I use several single and dual AWRCR123 protected cell fed flashlights on a daily basis at work for extended periods and have burned through enough of them to come to this conclusion.


----------



## matrixshaman (Dec 5, 2008)

AW's black label 16340 will give you longer runtimes with medium and lower output lights than the IMR type or LiMn. At least according to some runtimes I've looked at here by some of our regular reviewers who prepare runtime charts on new lights with different battery types. Under heavy current draw the IMR actually got just a little better runtime but at average and low current draws the regular rechargeable 16340's did better on runtime.


----------



## DM51 (Dec 7, 2008)

Please post in the correct place - this obviously belongs in the Batteries section. Moving it there now.


----------



## Sabre (Dec 8, 2008)

Whoops. Sorry about that...


----------



## fisk-king (Mar 20, 2010)

RECORDS PROVIDED:
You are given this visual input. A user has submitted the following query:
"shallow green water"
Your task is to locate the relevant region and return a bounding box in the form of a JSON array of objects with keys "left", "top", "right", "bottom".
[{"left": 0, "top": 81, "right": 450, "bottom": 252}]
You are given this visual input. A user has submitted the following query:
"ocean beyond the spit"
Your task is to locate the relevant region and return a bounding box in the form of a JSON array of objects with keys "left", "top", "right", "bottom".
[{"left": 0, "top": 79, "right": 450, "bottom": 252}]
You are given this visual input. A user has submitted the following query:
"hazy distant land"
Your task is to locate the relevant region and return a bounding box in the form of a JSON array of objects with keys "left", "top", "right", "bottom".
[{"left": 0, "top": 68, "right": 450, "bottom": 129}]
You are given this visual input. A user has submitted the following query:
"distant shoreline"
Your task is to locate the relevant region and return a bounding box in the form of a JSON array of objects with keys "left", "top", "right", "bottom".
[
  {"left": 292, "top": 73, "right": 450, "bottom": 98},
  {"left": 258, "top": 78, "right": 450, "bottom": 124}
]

TASKS TO PERFORM:
1. Reproduce the flashlight battery thread word for word, in full.
2. How many lines of the entries contain the string "distant"? Reply with the number alone.

ANSWERS:
1.
I use several single and dual AWRCR123 protected cell fed flashlights on a daily basis at work for extended periods and have burned through enough of them to come to this conclusion.


----------



## matrixshaman (Dec 5, 2008)

AW's black label 16340 will give you longer runtimes with medium and lower output lights than the IMR type or LiMn. At least according to some runtimes I've looked at here by some of our regular reviewers who prepare runtime charts on new lights with different battery types. Under heavy current draw the IMR actually got just a little better runtime but at average and low current draws the regular rechargeable 16340's did better on runtime.


----------



## DM51 (Dec 7, 2008)

Please post in the correct place - this obviously belongs in the Batteries section. Moving it there now.


----------



## Sabre (Dec 8, 2008)

Whoops. Sorry about that...


----------



## fisk-king (Mar 20, 2010)

2. 2